== SOURCE TEXT ==

Kristin Sevaldsen (born 10 January 1966 in Lillehammer, Norway) is a Norwegian Jazz musician (saxophone), composer, and music producer.

Career 
Sevaldsen has been band member and session musician for several years. In 2007 she released the debut solo album Impressions. The album gained very favorable reviews and the Kristin Sevaldsen Band played at several concert venues both in Norway and internationally.

In 2009 she released the psalm album Treasure, together with Lewi Bergrud and Dag Stokke, that the record company Naxos was awarded hymn album in 2009 and received good reviews from both the album and live concerts. The next solo album Transit was completed in 2011. The musicians of the set is Tom Erik Antonsen, Per Hillestad and Einar Thorbjørnsen.

The album Aftenstemning (2011) was released in collaboration with Norwegian folk musician Camilla Granlien. They have put new melodies and arrangements to poems by Bjørnson. Musicians are Morten Reppesgård, Jo F. Skaansar and Harald Skullerud. Besides her own music she contribute in multiple projects with the likes of Gaute Ormåsen and Cecilia Vennersten.

===
== INFORMATION SHOWN ==

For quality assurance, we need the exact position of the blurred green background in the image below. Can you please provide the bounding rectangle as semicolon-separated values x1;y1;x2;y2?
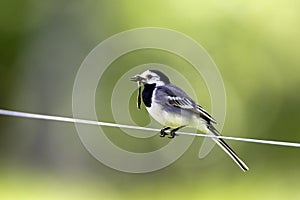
0;0;300;200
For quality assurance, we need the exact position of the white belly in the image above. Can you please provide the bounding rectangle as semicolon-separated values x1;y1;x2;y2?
146;101;206;132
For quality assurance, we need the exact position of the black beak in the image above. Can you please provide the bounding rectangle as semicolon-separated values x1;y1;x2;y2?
130;75;144;83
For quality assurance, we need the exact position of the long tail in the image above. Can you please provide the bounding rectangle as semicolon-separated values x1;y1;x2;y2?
207;124;249;171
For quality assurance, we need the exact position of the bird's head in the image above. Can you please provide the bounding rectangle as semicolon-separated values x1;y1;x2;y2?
130;70;170;86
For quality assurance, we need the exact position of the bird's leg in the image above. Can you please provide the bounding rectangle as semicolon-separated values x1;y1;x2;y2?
168;126;185;139
160;127;170;137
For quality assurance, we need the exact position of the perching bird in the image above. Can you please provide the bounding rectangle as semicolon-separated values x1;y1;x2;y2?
131;70;249;171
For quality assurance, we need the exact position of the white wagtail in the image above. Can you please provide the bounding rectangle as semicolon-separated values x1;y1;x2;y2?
131;70;249;171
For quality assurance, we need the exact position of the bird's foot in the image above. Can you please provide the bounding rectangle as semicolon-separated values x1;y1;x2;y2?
168;126;185;139
160;127;170;137
168;130;177;139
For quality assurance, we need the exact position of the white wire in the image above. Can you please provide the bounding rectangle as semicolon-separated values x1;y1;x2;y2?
0;109;300;147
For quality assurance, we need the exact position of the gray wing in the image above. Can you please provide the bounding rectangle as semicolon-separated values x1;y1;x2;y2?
157;84;217;123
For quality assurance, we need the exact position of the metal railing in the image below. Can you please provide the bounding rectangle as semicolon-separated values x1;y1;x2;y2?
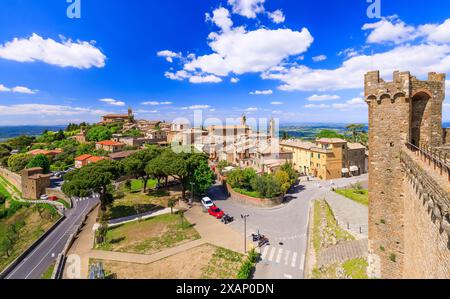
406;142;450;181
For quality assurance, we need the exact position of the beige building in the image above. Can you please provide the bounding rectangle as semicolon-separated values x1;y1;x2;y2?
22;167;51;200
95;140;125;153
280;138;367;180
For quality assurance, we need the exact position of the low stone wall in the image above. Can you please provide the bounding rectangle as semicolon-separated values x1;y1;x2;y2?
401;152;450;279
444;128;450;144
224;183;284;208
0;167;22;192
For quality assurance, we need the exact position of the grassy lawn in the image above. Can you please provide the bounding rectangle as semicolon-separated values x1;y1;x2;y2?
233;188;262;198
107;180;171;219
98;214;200;254
131;180;158;192
335;189;369;206
89;244;245;279
0;206;59;271
312;259;369;279
201;247;245;279
41;262;56;279
312;200;355;255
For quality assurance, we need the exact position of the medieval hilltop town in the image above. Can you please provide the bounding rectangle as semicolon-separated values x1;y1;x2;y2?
0;71;450;279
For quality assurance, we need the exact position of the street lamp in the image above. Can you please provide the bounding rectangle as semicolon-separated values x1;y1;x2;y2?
241;214;250;253
189;182;195;205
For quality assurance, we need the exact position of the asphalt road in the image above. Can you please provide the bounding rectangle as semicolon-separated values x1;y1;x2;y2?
6;198;98;279
209;175;367;279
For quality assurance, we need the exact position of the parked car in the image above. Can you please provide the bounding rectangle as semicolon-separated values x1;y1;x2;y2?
208;205;225;219
202;197;214;209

===

*REQUIRED WORK:* Condense the paragraph beginning "Sevaldsen has been band member" from the text about Kristin Sevaldsen into a short bulleted list that keeps its main facts.

*ANSWER BELOW:*
- Sevaldsen worked for several years as a band member and session musician.
- In 2007 she released her debut solo album, Impressions, which received very favorable reviews.
- The Kristin Sevaldsen Band played at several concert venues in Norway and internationally.